--- Records to process Enclosed Below ---
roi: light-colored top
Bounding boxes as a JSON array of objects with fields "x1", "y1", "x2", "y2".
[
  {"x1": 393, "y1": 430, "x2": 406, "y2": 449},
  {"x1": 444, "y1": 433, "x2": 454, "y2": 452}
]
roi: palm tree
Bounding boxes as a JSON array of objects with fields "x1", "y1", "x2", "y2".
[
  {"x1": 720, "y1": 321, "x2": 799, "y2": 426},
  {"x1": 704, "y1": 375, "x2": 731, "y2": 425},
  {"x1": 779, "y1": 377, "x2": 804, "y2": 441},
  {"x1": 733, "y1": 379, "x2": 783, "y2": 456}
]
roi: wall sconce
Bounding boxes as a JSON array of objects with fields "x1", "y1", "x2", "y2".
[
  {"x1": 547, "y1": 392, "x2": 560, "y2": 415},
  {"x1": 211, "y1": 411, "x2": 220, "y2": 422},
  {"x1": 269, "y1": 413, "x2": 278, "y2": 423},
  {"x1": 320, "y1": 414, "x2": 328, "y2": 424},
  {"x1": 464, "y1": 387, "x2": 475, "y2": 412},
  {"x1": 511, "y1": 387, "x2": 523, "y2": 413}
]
--- End of Enclosed Records to process ---
--- Records to process Enclosed Below ---
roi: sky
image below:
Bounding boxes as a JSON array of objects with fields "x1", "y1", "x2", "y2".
--- End of Enclosed Records to process ---
» **Work required**:
Could you set down, word for word, only the lines above from the line with "roi: light-colored top" to the line with "roi: palm tree", including both?

» **Answer box**:
roi: light-colored top
Bounding boxes as a JSON array of objects with fields "x1", "y1", "x2", "y2".
[
  {"x1": 393, "y1": 430, "x2": 406, "y2": 449},
  {"x1": 444, "y1": 433, "x2": 454, "y2": 452}
]
roi: palm tree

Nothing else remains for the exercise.